GOAL OF THE EXERCISE: Name every place that the beekeeping article below mentions by name.

PAGE EXTRACT:
————
In Italy, organic farmers are helping to keep pollinators – and crops – flourishing.
Giorgio Baracani has been driving all night, chasing the morning light and the scent of the flowers. He makes a quick stop in a service area to meet other beekeepers and drives towards the hills, a view flecked in yellow and blue from the sunflowers and the sea.
The fields to which Baracani is headed are located near Marzocca, 300 kilometres from Rome. For more than 24 years he has been practising nomadic beekeeping. He owns 350 hives and earns an average of 32 euros ($35) per beehive by renting them to farmers for around 20 days when crops are in flower.
During the night, Baracani loads some of the hives onto his pick-up truck and takes them to the cultivated fields. Farmers call on him to have their fruit and vegetables pollinated when the plants are in flower, which helps improve the quality and quantity of their harvests. This is important in a country where five per cent more fruit and three per cent more vegetables were bought in 2015 than in 2014, according to agricultural organization Coldiretti.
————
(Entries from a dataset)
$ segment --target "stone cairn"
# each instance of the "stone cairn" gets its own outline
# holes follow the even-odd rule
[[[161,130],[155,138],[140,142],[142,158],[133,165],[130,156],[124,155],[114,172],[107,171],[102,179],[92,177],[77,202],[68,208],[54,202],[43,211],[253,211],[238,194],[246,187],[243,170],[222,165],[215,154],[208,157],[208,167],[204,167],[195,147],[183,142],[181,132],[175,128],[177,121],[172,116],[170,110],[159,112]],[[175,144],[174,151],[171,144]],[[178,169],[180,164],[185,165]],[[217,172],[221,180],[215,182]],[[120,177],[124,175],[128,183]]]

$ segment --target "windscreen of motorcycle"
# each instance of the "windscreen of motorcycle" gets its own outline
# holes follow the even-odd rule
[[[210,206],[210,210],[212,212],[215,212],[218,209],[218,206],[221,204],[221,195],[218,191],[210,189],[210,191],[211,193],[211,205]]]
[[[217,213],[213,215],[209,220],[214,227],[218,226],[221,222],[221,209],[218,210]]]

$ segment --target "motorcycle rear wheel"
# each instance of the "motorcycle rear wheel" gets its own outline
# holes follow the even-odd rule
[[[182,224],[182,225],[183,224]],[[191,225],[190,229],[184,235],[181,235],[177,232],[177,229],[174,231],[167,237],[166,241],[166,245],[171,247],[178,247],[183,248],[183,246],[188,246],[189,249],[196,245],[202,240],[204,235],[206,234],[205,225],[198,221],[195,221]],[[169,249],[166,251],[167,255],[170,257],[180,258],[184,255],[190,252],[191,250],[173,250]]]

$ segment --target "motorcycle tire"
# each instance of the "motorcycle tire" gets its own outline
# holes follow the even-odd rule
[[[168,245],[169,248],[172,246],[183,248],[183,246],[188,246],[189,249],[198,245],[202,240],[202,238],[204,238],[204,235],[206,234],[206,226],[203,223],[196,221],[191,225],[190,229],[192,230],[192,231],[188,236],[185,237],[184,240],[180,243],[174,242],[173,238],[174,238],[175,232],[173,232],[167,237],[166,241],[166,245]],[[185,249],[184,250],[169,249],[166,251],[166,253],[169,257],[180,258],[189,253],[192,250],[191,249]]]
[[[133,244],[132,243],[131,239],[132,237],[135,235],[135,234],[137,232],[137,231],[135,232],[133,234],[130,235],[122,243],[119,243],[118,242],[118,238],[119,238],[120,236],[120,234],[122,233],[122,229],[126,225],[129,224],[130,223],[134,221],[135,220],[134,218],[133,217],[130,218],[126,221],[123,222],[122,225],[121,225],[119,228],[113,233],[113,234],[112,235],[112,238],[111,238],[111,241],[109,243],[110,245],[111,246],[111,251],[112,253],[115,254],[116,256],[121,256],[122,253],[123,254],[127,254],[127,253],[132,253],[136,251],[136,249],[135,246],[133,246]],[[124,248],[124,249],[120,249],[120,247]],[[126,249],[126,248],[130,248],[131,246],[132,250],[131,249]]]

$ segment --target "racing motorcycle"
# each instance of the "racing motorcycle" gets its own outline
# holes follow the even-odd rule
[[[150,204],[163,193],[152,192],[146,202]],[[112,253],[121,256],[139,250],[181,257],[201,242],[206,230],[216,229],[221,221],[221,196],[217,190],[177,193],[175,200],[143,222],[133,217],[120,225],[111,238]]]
————
ANSWER TO THE EXERCISE: Italy, Marzocca, Rome